[Entries shown start]

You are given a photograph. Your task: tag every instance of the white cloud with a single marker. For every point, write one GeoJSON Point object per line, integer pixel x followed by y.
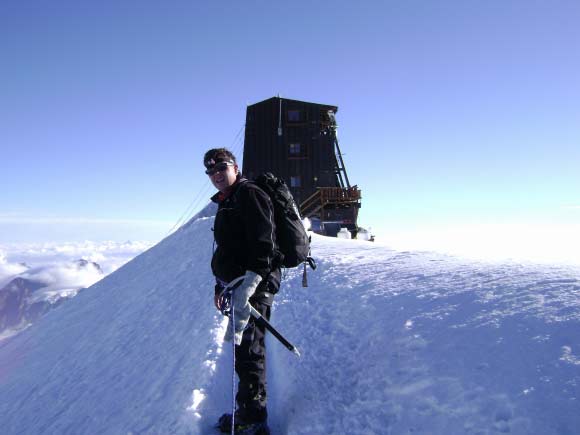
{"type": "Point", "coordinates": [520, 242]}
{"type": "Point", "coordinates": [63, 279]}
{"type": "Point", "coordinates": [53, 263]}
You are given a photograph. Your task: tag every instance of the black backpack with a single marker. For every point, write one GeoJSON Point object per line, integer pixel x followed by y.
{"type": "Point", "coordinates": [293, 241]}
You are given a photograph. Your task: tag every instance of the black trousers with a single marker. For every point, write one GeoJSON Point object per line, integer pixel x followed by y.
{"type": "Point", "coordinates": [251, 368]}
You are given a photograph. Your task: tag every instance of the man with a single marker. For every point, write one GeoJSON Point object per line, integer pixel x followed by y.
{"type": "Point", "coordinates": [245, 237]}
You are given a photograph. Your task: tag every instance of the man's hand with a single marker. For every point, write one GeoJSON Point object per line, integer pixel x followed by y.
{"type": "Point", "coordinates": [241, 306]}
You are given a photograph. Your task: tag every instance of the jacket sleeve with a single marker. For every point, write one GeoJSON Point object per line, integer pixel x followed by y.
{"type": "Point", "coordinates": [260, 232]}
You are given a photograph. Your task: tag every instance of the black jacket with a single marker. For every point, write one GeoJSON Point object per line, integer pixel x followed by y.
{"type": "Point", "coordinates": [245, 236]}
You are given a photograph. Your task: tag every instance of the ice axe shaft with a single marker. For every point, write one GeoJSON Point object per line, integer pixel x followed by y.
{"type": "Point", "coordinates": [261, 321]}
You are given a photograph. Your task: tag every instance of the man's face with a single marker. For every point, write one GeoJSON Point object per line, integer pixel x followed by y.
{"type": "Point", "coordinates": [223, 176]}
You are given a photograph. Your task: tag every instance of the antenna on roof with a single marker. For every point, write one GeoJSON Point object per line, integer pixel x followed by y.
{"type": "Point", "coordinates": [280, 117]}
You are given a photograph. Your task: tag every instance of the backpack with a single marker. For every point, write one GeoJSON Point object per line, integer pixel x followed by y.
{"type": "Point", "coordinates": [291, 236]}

[Entries shown end]
[Entries shown start]

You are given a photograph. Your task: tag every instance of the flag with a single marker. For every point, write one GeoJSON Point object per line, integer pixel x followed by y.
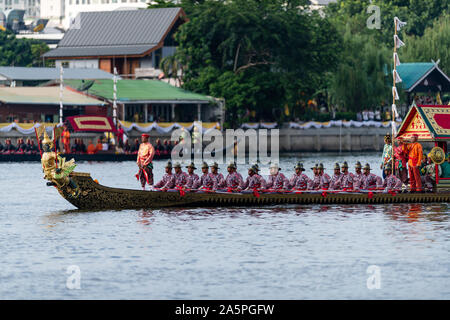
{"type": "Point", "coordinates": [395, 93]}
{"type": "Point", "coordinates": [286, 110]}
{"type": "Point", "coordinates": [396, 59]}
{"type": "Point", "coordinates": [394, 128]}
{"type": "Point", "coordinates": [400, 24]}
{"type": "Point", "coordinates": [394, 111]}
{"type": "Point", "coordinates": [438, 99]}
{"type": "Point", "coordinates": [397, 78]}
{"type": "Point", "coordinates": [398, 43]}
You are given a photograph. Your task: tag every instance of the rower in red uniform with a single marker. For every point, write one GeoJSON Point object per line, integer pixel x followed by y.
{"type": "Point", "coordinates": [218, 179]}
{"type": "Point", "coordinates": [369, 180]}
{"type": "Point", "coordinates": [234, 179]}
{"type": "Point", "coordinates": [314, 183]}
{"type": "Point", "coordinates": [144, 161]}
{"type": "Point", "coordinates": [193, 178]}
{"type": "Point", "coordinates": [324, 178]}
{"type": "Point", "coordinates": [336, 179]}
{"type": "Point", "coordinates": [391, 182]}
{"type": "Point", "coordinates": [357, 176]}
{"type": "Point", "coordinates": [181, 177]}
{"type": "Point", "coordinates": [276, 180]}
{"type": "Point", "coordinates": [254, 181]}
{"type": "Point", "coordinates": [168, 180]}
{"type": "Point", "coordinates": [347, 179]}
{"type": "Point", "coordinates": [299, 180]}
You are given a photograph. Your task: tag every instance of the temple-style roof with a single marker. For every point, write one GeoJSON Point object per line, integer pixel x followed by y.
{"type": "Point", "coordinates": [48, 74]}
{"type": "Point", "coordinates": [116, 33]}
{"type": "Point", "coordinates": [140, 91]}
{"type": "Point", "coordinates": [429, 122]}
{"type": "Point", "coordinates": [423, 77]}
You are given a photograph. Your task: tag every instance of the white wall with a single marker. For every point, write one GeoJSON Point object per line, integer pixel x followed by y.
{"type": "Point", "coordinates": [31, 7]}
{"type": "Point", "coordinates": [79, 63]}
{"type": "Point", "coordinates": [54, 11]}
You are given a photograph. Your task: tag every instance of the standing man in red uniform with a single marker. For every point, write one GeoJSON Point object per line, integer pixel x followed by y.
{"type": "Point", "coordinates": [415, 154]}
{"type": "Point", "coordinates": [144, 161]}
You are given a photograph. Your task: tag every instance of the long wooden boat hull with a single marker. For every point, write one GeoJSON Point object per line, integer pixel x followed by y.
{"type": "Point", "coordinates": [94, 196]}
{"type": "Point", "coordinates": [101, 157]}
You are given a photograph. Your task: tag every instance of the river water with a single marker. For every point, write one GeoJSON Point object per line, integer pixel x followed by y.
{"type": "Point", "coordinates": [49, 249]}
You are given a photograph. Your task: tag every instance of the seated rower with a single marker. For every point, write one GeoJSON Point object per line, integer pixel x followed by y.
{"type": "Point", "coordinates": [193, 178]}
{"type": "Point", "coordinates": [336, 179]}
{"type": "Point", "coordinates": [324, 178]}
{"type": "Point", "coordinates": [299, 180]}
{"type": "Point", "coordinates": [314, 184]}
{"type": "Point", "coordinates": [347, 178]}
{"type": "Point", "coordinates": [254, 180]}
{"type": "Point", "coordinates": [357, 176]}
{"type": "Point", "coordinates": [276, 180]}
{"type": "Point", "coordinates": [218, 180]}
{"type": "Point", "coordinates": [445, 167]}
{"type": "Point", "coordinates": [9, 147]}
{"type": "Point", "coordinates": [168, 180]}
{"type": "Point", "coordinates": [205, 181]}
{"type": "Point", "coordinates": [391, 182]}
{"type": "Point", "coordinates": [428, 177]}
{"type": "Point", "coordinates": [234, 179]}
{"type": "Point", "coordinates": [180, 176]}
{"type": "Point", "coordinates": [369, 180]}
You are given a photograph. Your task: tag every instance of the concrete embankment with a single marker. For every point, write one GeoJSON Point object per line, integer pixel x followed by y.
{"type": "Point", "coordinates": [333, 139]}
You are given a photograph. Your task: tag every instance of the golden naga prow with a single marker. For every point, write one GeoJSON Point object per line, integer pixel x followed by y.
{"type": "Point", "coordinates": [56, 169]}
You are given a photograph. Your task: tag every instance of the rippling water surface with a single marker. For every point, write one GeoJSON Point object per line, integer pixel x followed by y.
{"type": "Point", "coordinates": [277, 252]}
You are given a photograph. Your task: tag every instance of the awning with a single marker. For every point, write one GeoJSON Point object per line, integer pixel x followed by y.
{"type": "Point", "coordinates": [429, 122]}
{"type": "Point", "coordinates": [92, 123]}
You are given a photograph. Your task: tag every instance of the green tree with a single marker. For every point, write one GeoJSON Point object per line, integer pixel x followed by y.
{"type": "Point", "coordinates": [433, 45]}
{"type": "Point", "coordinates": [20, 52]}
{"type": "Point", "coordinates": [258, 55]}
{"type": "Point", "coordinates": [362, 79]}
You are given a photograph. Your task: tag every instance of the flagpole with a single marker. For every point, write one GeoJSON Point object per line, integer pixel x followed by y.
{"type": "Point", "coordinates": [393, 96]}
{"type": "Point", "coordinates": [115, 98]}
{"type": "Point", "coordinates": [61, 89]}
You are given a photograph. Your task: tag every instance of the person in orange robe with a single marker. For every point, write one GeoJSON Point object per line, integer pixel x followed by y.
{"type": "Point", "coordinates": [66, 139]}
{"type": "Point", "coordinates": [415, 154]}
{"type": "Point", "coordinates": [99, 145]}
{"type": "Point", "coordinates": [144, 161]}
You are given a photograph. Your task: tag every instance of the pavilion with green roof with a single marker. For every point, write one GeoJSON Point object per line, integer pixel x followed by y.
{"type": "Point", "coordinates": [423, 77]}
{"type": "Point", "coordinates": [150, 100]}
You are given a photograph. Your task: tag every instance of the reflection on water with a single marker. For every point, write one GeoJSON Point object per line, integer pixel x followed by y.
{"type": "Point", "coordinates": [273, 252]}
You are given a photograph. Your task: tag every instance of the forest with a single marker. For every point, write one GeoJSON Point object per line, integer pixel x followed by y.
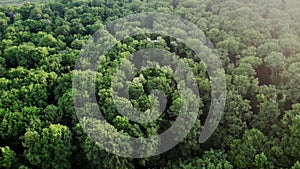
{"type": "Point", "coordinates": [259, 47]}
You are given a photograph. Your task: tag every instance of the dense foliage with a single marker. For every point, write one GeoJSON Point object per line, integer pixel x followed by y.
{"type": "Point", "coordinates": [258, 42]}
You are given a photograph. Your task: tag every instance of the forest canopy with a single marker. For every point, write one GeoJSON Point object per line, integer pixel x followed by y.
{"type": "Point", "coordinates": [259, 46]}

[Entries shown end]

* **Set problem**
Report every line in the rows above that contains the word "wooden", copying each such line in full.

* **Result below**
You are given a photograph. Your task: tag every instance of the long wooden boat hull with a single marker. For every point, write one GeoJSON Point object per line, integer pixel x followed by y.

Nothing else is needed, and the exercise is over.